Upgraded the PSI PhEDEx from SL5 to SL6

Lot of issues here due to the poor QA of the latest SRM client SRM client 2.10.7 (rpm)
The implicit X509 Proxy Delegation requested to copy files between 2 remote SRM endpoint ( e.g. from CSCS to PSI ) doesn't work if one uses the -copyjobfile option, like PhEDEx does ; dCache team acknowledged this bug

Also this is a bug :

$ srmls -debug=false -x509_user_proxy=/home/phedex/gridcert/proxy.cert -retry_num=0 'srm://t3se01.psi.ch:8443/srm/managerv2?SFN=/pnfs/psi.ch/cms/trivcat/store/mc/RunIIWinter15GS/RSGravToWWToLNQQ_kMpl01_M-4000_TuneCUETP8M1_13TeV-pythia8/GEN-SIM/MCRUN2_71_V1-v1/10000/2898A22B-62B0-E411-B1D4-002590D600EE.root' srm client error: java.lang.IllegalArgumentException: Multiple entries with same key: x509_user_proxy=/home/phedex/gridcert/proxy.cert and x509_user_proxy=/tmp/x509up_u205

Same here :

$ srm-advisory-delete -x509_user_proxy=${X509_USER_PROXY} -retry_num=0 srm client error: java.lang.IllegalArgumentException: Multiple entries with same key: x509_user_proxy=-retry_num=0 and x509_user_proxy=/tmp/x509up_u205

Eventually I tweaked the PhEDEx script to bypass all these bugs. Just for Daniel my FileDownloadDelete and FileDownloadSRMVerify corrections

Power cut at PSI
- My 1st power cut since 2011 ; 4 file servers rebooted, T3 users in panic mode ; luckily fixed without data lost
CMS Space Monitoring Project for CSCS ; Daniel is going to follow this task
- Task details
- Currently CSCS is in error concerning this task
- I made for PSI a dCache query related to this task https://bitbucket.org/fabio79ch/pnfs_space_usage_by_creation_time/wiki/Home ; CSCS might publish it on its website too

UNIBE-LHEP

Operations
- Mainly stable operation on both clusters (yet at about half capacity)
- Local netork sick on ce01 (22nd April): power-cycled
- 3 a-rex crashes caught by the cron
ATLAS specific operations
- As last month, mostly multi-core MC production+Reconstruction, mostly smooth. Until:
- Following ARC upgrade to 5.0.0-2.el6 : /var full caused the system to jam (ce01 only, grid-manager.log). Laborious clean-up needed
- Following clean-up: a-rex crashes at start. "Insider" tip: rm gm.fifo in controldir fixed it
- ARC 5 introduces handling of user-requested job-priority. Arc range: [0:100] is mapped in ARC 5 to [-1023:1024] but in griengine the range allowed for user control is [-1023:0]. Needed to hack submit-sge-script
- Yesterday, ce01 dropped out of the GIIS (all services reported themselves as running): needed restarting the infosys and a-rex. Update: just happened again
- Removal of voms.cern.ch alias to voms2.cern.ch cause file transfers to the SRM to fail. Apparently an obscure mis-configuration detail caused the authentication problem [ https://ggus.eu/index.php?mode=ticket_info&ticket_id=113485 ] (ops tests still failing on the SE, not clear why)

★ ★ ★ ★

** TO DO **
A. In the operations report, what fixed the a-rex crashes at start after the clean-up?
B. Copy the rows word for word, from their start through the line that contains "MULTIPOLYGON (((38 25, 40", and leave the picture out.
The operations report and the rows below it come from unrelated sources.

★ ★ ★ ★

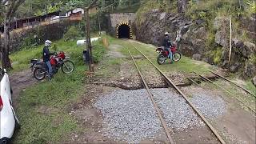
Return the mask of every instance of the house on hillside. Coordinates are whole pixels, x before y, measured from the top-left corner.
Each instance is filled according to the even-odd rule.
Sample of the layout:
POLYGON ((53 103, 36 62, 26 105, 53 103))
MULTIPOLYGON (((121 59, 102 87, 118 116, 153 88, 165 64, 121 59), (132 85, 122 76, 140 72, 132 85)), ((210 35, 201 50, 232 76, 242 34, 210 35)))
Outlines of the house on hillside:
MULTIPOLYGON (((89 9, 89 14, 95 14, 98 11, 98 6, 93 6, 89 9)), ((85 10, 82 8, 75 8, 68 10, 65 14, 66 18, 69 18, 70 20, 82 20, 82 17, 85 14, 85 10)))
MULTIPOLYGON (((38 25, 40 22, 53 21, 55 20, 56 18, 59 17, 59 11, 56 11, 54 13, 49 13, 42 16, 34 16, 34 17, 28 17, 20 19, 14 19, 10 22, 10 30, 26 26, 34 26, 35 25, 38 25)), ((4 32, 4 26, 3 24, 0 25, 0 32, 4 32)))

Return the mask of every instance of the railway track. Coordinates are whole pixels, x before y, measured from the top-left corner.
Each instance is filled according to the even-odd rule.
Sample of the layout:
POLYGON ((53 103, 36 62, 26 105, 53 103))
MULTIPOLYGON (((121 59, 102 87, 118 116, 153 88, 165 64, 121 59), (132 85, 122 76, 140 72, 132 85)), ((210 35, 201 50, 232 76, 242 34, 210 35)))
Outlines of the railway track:
MULTIPOLYGON (((204 123, 209 127, 209 129, 210 130, 210 131, 216 136, 216 138, 218 138, 218 140, 219 141, 220 143, 222 144, 225 144, 225 141, 222 139, 222 138, 218 134, 218 131, 213 127, 213 126, 206 120, 206 118, 202 115, 202 114, 192 104, 192 102, 188 99, 188 98, 182 93, 182 91, 154 64, 152 62, 152 61, 150 61, 149 59, 149 58, 147 58, 142 51, 140 51, 134 45, 133 45, 132 43, 130 43, 131 46, 136 49, 146 59, 147 59, 147 61, 152 65, 154 66, 154 67, 161 74, 161 75, 165 78, 166 82, 168 83, 170 87, 174 87, 175 89, 175 90, 177 90, 177 92, 182 96, 182 98, 186 100, 186 102, 191 106, 191 108, 193 109, 193 110, 197 114, 197 115, 204 122, 204 123)), ((154 104, 154 109, 157 111, 157 114, 160 118, 160 121, 164 127, 164 130, 166 131, 166 136, 170 141, 170 143, 175 143, 175 142, 174 141, 173 138, 171 137, 170 133, 169 132, 168 127, 166 126, 166 122, 164 120, 161 111, 159 110, 159 108, 158 107, 158 105, 156 104, 156 102, 154 99, 154 96, 152 94, 152 93, 150 90, 150 88, 141 72, 140 68, 138 66, 136 61, 134 58, 134 56, 131 54, 130 51, 129 50, 128 48, 126 48, 138 71, 138 74, 140 76, 140 78, 142 78, 142 81, 143 82, 143 85, 145 86, 145 88, 146 89, 146 91, 154 104)))

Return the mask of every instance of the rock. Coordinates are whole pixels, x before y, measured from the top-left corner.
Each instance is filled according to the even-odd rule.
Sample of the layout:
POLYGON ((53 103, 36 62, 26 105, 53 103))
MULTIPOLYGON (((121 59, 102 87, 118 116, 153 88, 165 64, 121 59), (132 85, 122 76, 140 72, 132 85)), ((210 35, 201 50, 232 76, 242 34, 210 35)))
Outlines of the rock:
POLYGON ((215 34, 215 43, 222 46, 226 46, 228 44, 228 41, 226 40, 226 32, 223 30, 218 30, 215 34))
POLYGON ((214 28, 216 30, 220 30, 223 25, 228 23, 229 18, 225 17, 216 17, 214 22, 214 28))
POLYGON ((202 57, 201 54, 193 54, 192 58, 194 59, 194 60, 197 60, 197 61, 200 61, 201 60, 201 57, 202 57))
POLYGON ((161 21, 161 20, 164 19, 166 18, 166 13, 162 13, 160 14, 159 20, 161 21))
POLYGON ((245 42, 243 42, 242 40, 234 38, 232 39, 232 47, 238 53, 240 56, 242 56, 245 58, 248 58, 250 55, 252 54, 252 50, 254 49, 253 43, 246 42, 246 45, 245 45, 245 42))
POLYGON ((225 60, 222 65, 222 68, 226 68, 229 66, 229 61, 225 60))
POLYGON ((248 49, 250 49, 250 50, 254 54, 256 54, 256 46, 254 43, 252 43, 250 42, 245 42, 244 45, 248 47, 248 49))
POLYGON ((206 28, 204 27, 200 27, 198 30, 196 30, 194 32, 198 38, 204 38, 206 34, 207 34, 207 31, 206 30, 206 28))
POLYGON ((214 22, 214 28, 217 30, 215 34, 215 43, 226 46, 228 45, 228 34, 225 29, 229 24, 229 18, 216 17, 214 22))
POLYGON ((251 82, 256 86, 256 76, 251 80, 251 82))
POLYGON ((230 67, 230 70, 231 73, 236 73, 238 70, 239 67, 240 67, 240 63, 236 62, 234 65, 230 67))
POLYGON ((252 62, 248 62, 246 65, 244 75, 247 78, 252 78, 256 74, 256 66, 252 62))
POLYGON ((208 58, 202 58, 202 61, 205 62, 207 62, 207 63, 209 63, 209 62, 210 62, 208 58))

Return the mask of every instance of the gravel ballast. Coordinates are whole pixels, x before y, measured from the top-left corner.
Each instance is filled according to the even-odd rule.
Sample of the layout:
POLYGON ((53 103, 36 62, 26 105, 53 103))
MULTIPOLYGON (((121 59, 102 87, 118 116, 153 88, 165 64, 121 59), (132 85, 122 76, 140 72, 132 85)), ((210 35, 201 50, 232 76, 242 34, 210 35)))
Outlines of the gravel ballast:
POLYGON ((182 131, 194 126, 204 126, 182 96, 168 89, 153 89, 152 94, 169 127, 182 131))
POLYGON ((220 97, 212 97, 206 94, 194 94, 191 102, 208 118, 216 118, 224 114, 226 103, 220 97))
POLYGON ((114 91, 101 97, 94 106, 103 114, 102 133, 108 138, 138 143, 161 130, 146 90, 114 91))

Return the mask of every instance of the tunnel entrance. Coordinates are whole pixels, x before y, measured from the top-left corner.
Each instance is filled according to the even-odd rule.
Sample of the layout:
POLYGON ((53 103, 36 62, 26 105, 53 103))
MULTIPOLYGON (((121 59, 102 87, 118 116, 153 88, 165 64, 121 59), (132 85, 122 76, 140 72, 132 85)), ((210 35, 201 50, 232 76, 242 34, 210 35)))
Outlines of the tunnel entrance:
POLYGON ((132 38, 132 30, 128 23, 122 23, 117 26, 118 38, 132 38))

★ ★ ★ ★

** ANSWERS BY TASK **
A. Removing gm.fifo in the controldir.

B.
Return the mask of every instance of the house on hillside. Coordinates are whole pixels, x before y, measured from the top-left corner.
Each instance is filled according to the even-odd rule.
Sample of the layout:
POLYGON ((53 103, 36 62, 26 105, 53 103))
MULTIPOLYGON (((121 59, 102 87, 118 116, 153 88, 165 64, 121 59), (132 85, 122 76, 140 72, 132 85)), ((210 35, 201 50, 232 76, 242 34, 210 35)))
Outlines of the house on hillside:
MULTIPOLYGON (((89 9, 89 14, 95 14, 98 11, 98 6, 93 6, 89 9)), ((85 10, 82 8, 75 8, 68 10, 65 14, 66 18, 69 18, 70 20, 82 20, 82 17, 85 14, 85 10)))
MULTIPOLYGON (((38 25, 40 22, 53 21, 55 20, 56 18, 59 17, 59 11, 56 11, 54 13, 49 13, 42 16, 34 16, 34 17, 28 17, 20 19, 14 19, 10 22, 10 30, 26 26, 34 26, 35 25, 38 25)), ((4 32, 4 26, 3 24, 0 25, 0 32, 4 32)))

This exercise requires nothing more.